PROBLEM DETAILS ::
Copy out, exactly and with nothing else, the stretch of lines that starts at the line containing "Where can the green foliage" and finishes at the end of the data.

Stored records
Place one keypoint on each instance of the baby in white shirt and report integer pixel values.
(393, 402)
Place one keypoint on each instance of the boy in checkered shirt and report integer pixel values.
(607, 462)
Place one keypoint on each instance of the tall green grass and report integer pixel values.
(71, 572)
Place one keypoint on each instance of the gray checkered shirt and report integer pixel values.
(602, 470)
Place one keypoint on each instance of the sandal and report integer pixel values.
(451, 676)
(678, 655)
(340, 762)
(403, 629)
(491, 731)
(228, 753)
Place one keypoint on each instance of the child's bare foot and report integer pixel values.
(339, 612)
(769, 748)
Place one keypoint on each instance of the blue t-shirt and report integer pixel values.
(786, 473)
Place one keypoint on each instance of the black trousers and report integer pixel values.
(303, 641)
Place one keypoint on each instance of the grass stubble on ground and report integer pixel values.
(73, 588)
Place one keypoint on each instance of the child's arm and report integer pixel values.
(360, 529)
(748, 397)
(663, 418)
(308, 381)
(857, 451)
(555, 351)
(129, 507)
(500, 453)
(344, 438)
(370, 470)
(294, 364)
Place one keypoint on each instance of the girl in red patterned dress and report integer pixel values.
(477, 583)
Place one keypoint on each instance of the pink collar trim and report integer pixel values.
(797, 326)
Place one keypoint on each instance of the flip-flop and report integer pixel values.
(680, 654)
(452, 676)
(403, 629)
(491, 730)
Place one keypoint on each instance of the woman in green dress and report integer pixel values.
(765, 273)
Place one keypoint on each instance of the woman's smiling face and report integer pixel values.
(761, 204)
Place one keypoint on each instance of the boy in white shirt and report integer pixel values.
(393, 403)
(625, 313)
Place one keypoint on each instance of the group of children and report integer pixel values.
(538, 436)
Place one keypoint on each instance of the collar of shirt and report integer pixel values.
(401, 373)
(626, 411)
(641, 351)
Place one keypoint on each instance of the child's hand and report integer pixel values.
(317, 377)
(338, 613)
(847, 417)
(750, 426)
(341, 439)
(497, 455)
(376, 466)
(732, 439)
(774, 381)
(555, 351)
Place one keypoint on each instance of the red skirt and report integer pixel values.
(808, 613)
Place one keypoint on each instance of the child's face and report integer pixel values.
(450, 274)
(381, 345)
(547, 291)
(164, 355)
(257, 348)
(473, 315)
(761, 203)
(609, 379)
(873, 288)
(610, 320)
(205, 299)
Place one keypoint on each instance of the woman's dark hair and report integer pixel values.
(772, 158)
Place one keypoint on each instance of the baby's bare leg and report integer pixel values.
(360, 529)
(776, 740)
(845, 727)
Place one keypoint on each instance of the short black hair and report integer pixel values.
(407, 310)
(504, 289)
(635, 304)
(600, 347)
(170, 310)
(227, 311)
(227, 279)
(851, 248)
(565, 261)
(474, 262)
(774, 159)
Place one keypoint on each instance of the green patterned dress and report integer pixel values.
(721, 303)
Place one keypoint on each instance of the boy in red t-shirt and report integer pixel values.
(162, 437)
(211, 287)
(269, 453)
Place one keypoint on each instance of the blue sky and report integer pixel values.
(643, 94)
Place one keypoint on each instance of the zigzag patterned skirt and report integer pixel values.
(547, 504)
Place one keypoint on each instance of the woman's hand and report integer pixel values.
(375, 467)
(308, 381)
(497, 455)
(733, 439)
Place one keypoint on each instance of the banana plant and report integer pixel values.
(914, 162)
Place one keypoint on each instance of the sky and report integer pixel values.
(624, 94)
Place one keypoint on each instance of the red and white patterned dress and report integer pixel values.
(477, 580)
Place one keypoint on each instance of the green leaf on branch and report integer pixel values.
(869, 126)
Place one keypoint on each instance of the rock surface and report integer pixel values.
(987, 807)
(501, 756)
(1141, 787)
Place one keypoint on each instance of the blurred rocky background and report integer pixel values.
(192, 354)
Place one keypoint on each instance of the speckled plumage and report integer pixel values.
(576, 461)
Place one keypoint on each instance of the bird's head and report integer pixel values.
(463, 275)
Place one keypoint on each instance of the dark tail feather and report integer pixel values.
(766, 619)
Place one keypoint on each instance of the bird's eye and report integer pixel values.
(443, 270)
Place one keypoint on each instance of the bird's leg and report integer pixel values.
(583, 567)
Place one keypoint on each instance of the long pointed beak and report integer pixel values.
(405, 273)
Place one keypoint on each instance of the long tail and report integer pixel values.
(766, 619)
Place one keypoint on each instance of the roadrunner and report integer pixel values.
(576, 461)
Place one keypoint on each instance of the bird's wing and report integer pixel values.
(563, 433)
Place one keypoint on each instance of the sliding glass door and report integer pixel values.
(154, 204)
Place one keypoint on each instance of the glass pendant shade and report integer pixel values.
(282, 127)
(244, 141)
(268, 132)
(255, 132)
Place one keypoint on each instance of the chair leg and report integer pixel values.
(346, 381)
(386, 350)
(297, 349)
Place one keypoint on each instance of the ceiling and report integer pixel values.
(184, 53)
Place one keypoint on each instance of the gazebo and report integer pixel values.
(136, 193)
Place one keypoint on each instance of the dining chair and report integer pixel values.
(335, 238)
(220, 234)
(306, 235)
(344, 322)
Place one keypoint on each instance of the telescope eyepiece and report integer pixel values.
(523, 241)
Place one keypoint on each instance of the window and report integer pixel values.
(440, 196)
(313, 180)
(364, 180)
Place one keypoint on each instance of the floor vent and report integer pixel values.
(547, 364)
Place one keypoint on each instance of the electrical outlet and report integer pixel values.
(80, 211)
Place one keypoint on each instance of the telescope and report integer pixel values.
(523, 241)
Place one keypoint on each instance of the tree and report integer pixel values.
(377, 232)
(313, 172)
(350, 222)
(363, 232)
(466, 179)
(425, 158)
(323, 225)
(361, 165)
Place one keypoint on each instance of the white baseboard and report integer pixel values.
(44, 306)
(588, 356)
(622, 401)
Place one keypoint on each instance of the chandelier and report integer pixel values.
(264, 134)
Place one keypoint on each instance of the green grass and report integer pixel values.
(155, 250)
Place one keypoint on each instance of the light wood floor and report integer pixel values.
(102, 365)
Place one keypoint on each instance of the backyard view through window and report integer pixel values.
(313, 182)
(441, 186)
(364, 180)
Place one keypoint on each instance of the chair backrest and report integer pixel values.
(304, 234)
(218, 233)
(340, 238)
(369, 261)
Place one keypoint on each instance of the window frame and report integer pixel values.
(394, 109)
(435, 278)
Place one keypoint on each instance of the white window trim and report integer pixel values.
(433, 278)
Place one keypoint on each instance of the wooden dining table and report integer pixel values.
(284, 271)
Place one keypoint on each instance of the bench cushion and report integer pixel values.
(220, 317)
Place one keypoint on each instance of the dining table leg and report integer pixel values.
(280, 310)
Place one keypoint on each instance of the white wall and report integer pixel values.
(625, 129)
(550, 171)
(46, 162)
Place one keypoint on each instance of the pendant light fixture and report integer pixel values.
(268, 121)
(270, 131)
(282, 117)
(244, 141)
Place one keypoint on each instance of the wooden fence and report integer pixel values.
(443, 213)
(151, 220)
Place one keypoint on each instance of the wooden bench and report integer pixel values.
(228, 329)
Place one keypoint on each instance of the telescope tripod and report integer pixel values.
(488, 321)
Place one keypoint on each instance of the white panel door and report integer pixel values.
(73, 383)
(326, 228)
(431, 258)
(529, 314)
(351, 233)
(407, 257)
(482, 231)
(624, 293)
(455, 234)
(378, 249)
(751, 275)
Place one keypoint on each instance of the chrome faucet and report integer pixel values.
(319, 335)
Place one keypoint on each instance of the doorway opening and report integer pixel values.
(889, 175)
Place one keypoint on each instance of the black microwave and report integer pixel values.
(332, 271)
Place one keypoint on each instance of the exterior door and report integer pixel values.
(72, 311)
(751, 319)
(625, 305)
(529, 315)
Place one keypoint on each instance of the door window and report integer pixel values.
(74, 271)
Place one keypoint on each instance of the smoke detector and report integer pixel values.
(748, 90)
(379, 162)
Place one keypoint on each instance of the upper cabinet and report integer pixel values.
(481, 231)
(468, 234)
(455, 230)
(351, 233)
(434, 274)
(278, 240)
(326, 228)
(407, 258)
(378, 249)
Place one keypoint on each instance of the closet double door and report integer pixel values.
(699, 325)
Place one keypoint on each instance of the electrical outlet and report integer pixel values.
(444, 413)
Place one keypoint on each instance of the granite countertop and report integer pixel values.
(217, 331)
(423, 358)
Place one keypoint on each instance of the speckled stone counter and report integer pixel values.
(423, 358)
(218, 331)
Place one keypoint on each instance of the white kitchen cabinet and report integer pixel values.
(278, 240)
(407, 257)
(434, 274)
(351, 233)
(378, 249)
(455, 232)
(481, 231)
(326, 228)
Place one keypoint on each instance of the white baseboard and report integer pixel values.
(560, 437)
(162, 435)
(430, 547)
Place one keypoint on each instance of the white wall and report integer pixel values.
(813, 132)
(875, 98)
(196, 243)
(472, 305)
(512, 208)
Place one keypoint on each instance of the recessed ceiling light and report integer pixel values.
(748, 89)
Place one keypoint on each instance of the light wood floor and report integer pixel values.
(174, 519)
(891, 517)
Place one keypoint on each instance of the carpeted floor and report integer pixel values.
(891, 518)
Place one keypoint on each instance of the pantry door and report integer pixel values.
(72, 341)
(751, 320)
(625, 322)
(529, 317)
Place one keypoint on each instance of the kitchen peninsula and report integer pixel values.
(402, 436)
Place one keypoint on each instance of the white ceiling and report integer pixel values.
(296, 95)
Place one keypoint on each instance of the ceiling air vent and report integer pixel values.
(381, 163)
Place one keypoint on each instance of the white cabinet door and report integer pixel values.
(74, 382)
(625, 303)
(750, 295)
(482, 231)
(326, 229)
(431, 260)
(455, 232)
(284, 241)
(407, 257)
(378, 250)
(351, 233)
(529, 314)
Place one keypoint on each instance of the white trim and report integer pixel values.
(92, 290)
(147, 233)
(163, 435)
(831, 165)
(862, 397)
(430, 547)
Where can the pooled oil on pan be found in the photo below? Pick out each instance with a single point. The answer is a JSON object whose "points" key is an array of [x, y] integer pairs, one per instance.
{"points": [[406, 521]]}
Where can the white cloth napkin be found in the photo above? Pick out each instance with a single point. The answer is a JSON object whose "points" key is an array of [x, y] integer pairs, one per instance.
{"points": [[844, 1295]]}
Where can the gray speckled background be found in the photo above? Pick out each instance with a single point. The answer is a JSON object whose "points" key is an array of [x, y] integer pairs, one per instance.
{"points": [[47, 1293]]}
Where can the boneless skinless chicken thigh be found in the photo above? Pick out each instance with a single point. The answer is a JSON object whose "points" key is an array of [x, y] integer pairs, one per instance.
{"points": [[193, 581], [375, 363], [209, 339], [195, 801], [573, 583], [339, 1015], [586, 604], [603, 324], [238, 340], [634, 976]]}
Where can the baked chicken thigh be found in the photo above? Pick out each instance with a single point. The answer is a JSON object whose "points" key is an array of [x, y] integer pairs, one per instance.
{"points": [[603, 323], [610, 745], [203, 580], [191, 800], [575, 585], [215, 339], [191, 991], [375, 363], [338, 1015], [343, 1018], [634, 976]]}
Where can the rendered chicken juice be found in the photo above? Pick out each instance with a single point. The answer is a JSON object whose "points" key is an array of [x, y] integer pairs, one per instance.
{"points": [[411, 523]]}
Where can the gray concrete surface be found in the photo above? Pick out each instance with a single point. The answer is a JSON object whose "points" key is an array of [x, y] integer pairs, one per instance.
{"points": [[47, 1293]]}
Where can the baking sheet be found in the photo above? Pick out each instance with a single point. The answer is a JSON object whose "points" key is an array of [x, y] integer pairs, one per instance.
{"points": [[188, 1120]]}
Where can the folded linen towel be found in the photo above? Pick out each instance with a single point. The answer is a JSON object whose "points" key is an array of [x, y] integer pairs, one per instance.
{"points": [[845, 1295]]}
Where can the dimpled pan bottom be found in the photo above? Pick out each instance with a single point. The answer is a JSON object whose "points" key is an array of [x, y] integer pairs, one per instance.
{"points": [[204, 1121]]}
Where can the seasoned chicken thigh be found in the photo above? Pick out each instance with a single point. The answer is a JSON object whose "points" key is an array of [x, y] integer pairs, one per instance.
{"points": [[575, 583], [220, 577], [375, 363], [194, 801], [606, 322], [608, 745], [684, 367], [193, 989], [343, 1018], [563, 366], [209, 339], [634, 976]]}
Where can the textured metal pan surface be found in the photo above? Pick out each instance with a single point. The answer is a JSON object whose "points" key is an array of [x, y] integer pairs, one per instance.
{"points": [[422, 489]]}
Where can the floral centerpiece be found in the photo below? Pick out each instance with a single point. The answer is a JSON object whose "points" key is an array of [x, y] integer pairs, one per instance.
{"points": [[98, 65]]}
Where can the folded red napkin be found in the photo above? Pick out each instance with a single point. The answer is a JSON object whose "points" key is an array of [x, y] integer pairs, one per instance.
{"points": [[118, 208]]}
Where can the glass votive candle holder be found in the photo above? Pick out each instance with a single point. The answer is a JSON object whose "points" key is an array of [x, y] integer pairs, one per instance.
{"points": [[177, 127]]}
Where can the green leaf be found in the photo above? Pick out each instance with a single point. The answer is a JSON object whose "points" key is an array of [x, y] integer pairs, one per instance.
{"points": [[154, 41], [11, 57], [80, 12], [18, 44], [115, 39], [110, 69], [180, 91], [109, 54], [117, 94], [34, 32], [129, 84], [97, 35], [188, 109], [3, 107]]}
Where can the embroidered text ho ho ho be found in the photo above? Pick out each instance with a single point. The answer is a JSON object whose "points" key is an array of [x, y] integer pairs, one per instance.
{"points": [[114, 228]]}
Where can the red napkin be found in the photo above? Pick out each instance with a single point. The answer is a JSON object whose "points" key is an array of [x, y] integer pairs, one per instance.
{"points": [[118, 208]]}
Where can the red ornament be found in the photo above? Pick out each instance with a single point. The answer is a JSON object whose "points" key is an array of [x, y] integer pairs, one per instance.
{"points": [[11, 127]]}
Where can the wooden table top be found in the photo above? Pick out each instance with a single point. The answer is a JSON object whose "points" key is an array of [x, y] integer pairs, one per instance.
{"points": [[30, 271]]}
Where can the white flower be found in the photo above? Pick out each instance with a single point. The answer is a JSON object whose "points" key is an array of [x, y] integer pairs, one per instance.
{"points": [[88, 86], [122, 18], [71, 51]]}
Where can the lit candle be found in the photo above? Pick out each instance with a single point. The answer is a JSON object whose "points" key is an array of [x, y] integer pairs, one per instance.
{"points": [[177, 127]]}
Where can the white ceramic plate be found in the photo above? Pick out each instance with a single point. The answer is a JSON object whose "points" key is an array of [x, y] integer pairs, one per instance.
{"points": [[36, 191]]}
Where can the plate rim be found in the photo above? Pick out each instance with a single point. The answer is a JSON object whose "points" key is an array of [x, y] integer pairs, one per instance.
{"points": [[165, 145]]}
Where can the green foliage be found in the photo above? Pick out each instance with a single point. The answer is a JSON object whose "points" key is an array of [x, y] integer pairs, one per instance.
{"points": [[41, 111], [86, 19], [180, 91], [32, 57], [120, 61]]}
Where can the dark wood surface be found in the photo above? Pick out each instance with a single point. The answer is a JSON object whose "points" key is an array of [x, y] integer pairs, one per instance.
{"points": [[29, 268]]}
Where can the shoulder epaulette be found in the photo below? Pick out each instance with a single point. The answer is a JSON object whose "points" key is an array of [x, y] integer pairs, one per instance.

REPLY TO THE EXERCISE ::
Where can the green foliage be found in the photo above? Pick out each instance with a single point. The answer is a JSON object whose "points" key is an array of [x, y] integer pairs, one per instance.
{"points": [[41, 111], [86, 19], [180, 91], [32, 57], [120, 61]]}
Where can the dark wood surface be found in the photo above? Pick out each instance with a single point. The answer is a JSON object whose "points" key is an array of [x, y] integer pairs, one per instance.
{"points": [[29, 268]]}
Where can the shoulder epaulette be found in the photo below? Pick out each instance with a single point. The answer is a JSON object whose "points" key is an array of [x, y] integer pairs, one per instance.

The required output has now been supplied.